Texto fornecido
Por ALEXANDRE G. DE B. FIGUEIREDO*
O presente e o futuro da Organização das Nações Unidas diante da crise do multilateralismo
Há 75 anos, era fundada a Organização das Nações Unidas, a partir de uma coalização ampla de forças que derrotou o nazi-fascismo. No último dia 22 de setembro, o tema proposto para a Assembleia das Nações reafirmava o “compromisso coletivo com o multilateralismo”. Junto com as palavras do Secretário-Geral António Guterres em prol da cooperação internacional, esse tema é mais uma carta de intenções diante de um cenário adverso: o aniversário da ONU se dá ante o deliberado ataque norte-americano contra o multilateralismo.
Por décadas, os EUA fizeram a defesa (no plano do discurso) de uma ordem liberal e democrática. Como lembra Perry Anderson, se no oriente a Guerra Fria era definida como uma disputa entre capitalismo e comunismo, no ocidente, os EUA a apresentavam como a luta entre um “mundo livre” e o “autoritarismo”. Pelo menos até 1989, porque depois a defesa aberta dos valores do mercado veio sem a fantasia de liberdade[i]. Quem não se lembra do triunfalismo exibido por Francis Fukuyama no texto que seria o best-seller acadêmico da vitória final dos Estados Unidos e do mundo construído por eles?

Registros exibidos
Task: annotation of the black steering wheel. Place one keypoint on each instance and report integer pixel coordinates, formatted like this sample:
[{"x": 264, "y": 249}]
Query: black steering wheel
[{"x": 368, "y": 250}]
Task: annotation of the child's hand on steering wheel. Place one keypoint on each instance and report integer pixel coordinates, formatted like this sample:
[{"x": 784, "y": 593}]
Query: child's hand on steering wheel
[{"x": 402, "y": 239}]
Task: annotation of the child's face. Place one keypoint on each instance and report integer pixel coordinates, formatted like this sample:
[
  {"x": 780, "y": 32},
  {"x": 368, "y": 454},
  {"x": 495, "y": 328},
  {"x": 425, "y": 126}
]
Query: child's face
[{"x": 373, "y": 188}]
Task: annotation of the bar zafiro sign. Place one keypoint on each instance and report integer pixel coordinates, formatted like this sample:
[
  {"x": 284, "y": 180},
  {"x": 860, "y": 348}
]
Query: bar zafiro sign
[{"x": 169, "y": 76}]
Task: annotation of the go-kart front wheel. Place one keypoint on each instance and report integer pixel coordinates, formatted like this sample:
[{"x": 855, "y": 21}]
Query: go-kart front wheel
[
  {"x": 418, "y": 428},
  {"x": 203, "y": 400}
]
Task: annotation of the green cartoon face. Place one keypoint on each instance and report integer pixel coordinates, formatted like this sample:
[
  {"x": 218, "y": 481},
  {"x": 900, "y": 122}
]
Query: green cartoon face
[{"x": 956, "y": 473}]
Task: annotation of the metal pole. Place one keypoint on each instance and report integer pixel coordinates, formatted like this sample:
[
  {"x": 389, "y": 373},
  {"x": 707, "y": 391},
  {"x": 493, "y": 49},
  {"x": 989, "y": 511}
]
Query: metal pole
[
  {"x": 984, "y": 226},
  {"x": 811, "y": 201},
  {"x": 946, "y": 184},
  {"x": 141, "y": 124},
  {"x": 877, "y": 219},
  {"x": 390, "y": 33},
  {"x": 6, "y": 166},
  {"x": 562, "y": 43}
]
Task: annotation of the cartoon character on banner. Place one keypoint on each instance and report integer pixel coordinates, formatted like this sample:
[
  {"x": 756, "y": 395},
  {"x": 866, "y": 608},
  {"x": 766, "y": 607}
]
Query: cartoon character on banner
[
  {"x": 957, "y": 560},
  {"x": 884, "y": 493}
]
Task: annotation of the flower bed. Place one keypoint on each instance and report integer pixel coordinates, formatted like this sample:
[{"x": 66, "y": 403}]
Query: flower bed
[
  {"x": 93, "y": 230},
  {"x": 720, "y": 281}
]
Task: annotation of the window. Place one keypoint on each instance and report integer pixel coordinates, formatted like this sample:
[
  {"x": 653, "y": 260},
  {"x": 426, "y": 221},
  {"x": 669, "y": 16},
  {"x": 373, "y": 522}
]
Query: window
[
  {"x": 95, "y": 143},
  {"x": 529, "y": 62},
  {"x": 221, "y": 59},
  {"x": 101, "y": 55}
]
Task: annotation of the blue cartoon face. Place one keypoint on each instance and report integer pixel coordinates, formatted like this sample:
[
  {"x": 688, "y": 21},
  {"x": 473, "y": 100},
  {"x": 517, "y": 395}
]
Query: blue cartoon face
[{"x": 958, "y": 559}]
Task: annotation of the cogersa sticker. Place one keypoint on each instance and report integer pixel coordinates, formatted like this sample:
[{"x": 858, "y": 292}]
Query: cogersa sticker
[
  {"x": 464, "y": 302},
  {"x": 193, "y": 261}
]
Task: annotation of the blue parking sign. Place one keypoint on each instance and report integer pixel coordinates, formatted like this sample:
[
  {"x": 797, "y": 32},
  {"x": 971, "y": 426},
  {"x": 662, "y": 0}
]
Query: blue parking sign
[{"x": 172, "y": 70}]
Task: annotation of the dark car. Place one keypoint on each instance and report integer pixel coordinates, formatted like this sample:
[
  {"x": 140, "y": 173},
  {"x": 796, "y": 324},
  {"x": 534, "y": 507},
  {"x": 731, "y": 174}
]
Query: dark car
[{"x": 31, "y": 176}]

--

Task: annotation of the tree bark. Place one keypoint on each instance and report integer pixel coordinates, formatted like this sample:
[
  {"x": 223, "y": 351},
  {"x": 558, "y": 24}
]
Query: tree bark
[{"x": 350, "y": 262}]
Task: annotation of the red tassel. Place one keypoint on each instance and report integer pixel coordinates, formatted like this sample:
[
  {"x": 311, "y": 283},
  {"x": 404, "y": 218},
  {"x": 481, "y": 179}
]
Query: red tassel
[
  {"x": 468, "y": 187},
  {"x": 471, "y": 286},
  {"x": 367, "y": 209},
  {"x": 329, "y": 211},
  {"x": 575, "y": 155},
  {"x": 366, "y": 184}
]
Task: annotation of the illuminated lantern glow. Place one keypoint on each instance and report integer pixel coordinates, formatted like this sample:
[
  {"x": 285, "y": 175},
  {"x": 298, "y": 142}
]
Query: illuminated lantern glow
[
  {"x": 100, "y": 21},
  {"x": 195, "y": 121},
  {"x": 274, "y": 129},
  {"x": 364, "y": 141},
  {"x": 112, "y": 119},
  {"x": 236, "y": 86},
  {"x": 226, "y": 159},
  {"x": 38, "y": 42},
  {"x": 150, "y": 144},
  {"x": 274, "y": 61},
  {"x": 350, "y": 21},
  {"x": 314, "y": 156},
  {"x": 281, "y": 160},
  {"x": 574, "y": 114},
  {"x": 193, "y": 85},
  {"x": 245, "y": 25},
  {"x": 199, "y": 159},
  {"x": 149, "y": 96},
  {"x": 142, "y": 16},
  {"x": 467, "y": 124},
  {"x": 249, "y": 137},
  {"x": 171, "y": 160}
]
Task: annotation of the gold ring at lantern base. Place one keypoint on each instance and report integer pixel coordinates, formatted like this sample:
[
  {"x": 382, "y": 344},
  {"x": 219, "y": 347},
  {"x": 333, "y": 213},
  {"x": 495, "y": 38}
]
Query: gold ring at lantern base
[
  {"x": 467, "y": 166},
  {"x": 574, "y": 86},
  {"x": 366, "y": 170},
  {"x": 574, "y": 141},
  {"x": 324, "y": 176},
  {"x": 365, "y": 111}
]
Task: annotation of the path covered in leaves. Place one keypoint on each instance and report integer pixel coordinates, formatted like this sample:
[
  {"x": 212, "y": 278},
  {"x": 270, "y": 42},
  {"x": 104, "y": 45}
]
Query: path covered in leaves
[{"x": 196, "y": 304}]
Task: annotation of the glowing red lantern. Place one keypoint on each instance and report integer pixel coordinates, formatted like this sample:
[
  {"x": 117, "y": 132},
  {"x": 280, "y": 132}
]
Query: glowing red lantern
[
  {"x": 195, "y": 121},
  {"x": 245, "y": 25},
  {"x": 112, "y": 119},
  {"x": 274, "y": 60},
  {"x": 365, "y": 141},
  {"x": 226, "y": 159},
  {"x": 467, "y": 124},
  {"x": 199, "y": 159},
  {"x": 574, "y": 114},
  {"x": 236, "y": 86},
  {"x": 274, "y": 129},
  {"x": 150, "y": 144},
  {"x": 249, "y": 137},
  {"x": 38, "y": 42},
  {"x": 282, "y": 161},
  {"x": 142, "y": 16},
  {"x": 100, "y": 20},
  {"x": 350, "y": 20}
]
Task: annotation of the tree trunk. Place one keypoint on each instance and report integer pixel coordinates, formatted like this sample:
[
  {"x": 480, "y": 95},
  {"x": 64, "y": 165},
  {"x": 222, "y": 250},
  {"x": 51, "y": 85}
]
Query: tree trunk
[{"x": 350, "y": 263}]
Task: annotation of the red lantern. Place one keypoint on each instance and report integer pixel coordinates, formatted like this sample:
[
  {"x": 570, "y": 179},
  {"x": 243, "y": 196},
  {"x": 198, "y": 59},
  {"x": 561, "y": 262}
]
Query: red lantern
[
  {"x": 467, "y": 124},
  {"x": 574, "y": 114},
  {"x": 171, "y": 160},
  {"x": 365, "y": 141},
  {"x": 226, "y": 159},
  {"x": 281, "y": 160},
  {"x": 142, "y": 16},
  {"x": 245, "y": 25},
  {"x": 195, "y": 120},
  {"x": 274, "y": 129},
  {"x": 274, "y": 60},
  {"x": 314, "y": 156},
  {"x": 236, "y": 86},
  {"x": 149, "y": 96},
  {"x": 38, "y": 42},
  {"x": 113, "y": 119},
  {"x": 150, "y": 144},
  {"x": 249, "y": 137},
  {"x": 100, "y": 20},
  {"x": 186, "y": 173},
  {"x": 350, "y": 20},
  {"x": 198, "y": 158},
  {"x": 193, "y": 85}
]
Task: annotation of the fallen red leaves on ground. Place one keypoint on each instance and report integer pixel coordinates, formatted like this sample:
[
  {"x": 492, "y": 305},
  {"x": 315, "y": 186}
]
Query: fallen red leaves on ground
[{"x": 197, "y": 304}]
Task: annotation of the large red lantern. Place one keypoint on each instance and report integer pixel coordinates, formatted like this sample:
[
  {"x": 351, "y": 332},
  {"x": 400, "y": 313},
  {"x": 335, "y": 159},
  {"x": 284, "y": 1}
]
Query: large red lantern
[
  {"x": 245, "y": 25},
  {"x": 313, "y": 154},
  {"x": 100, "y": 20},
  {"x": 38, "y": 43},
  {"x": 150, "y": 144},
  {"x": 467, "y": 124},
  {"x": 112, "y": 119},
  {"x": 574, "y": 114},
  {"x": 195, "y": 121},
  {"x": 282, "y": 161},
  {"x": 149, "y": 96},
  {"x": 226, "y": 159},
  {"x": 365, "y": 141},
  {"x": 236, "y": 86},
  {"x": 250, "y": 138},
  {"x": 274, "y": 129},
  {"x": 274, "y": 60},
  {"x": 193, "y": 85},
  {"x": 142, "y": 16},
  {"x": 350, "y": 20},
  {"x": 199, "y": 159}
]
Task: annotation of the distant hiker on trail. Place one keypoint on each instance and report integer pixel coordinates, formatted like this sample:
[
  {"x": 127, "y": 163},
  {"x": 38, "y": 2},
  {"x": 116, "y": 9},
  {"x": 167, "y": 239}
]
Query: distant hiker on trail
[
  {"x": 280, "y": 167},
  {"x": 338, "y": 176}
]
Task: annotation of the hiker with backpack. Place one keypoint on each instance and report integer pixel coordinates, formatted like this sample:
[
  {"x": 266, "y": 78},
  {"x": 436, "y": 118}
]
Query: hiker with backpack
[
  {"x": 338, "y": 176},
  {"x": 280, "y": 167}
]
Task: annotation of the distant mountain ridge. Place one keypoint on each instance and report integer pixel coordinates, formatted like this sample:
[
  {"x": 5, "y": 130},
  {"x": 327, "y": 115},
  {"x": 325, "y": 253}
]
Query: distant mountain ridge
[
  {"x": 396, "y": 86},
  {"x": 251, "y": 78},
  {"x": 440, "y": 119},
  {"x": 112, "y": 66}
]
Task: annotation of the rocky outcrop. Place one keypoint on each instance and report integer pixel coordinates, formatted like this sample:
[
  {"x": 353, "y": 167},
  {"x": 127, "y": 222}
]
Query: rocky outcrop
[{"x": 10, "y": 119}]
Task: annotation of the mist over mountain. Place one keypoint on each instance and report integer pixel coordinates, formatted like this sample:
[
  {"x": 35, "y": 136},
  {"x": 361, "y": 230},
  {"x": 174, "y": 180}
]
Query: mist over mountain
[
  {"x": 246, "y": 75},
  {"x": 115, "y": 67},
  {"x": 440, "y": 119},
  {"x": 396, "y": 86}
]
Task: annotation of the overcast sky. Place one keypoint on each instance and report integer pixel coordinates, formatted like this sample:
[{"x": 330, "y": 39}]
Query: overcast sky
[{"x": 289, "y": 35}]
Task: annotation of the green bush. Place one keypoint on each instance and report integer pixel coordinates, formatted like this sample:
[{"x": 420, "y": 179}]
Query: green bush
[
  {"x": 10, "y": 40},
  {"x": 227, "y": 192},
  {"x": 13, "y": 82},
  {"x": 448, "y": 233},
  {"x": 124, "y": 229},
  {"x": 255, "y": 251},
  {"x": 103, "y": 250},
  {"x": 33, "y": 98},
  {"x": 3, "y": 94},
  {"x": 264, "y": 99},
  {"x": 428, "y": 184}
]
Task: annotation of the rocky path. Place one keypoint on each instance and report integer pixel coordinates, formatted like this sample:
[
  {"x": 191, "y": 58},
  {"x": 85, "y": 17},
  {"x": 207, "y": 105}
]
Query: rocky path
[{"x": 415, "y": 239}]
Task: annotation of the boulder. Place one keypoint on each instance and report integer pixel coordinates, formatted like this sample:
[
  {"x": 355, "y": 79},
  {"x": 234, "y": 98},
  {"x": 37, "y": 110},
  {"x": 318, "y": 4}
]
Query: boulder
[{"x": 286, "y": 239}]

O que fazer
1. Responda às perguntas abaixo com base no texto sobre a ONU e a crise do multilateralismo, usando as mesmas letras nas respostas.
(a) Há quantos anos, segundo o texto, foi fundada a Organização das Nações Unidas?
(b) Qual foi o tema proposto para a Assembleia das Nações no dia 22 de setembro?
(c) Segundo Perry Anderson, como os EUA apresentavam a Guerra Fria no ocidente?
2. Dê prosseguimento ao texto sobre a ONU e a crise do multilateralismo a partir da última frase apresentada.

Respostas
1.
(a) Há 75 anos.
(b) O “compromisso coletivo com o multilateralismo”.
(c) Como a luta entre um “mundo livre” e o “autoritarismo”.

2.
Era uma visão embebida de um triunfalismo cego: o “fim da história” havia chegado com a derrota final dos oponentes do capitalismo. Os rivais do liberalismo haviam demonstrado na prática sua ineficiência e invariavelmente cederiam terreno à forma mais evoluída da consciência humana. Esse novo mundo surgido do último grande confronto ideológico seria governado por um “Estado Homogêneo Universal”. As mercadorias circulariam livremente, as pessoas buscariam a felicidade através da satisfação de suas necessidades (vistas pelo prisma do consumo, como cabe a um bom liberal) e a paz universal seria enfim uma realidade.
Os países não teriam necessidade de se armar e as relações internacionais, esvaziadas de assunto, estariam confinadas às páginas de economia e não mais às de política e estratégia. Conflitos bélicos ocorreriam sim, por mais algum tempo, mas nunca entre países da pós-história e sempre contra o que restava de “autocracias” no planeta. A democracia universal, ou seja, o capitalismo e o neoliberalismo, paulatinamente se imporiam a todos os povos do planeta, ainda que pelo uso histórico da força[ii].
Pois a História não havia morrido e o próprio Fukuyama o reconheceu alguns anos depois[iii].
Hoje, diante dessa prova de vida e das formas de superação do capitalismo, os EUA buscam enfrentá-la trazendo de volta ao palco fantasias antigas da Guerra Fria. E, dessa vez, em um irônico paradoxo, são eles que agridem as instituições do “mundo livre”. O ataque às Nações Unidas, ao regramento do comércio internacional e às organizações multilaterais vem desde Washington. Na outra ponta, Pequim se coloca como fiadora e defensora do sistema internacional.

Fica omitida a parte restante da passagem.